* Exercise
Convert all of the data below into a numbered list, skipping any blank lines. Leave the pictures out of your answer.

[Data listing]
_____

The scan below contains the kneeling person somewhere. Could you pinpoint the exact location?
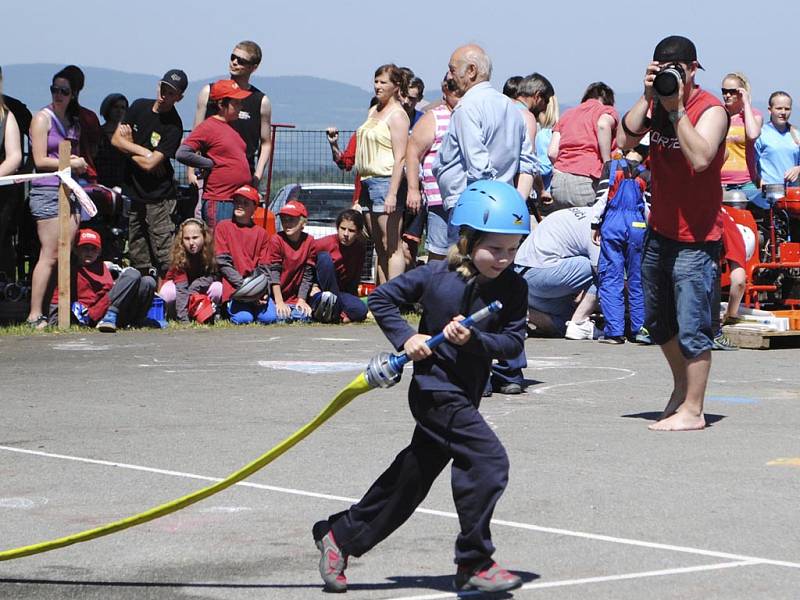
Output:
[311,208,367,323]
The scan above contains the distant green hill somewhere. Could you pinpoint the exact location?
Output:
[3,64,370,129]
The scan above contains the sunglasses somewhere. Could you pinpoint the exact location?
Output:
[231,54,258,67]
[161,82,181,97]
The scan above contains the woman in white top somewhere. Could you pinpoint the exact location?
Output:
[356,64,409,283]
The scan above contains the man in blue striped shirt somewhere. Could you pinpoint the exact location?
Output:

_____

* Response for this exercise
1. The scan below contains the kneeling person somewhere. Could you pinpoint the exact location?
2. Output:
3. [311,208,367,323]
4. The scan above contains the distant green hill somewhere. Could you pinpoint the exact location?
5. Output:
6. [3,64,370,129]
7. The scan above contains the sunglasses somewhere. Could you pinpoint the exact location?
8. Output:
9. [231,54,258,67]
10. [161,82,181,97]
11. The scan above contains the woman in white top somewhere. Could you pinpoint the exact location?
12. Output:
13. [356,64,409,283]
14. The scan above contains the man in blue striped shirt somewhere. Could you pinpoint the exact location?
15. Output:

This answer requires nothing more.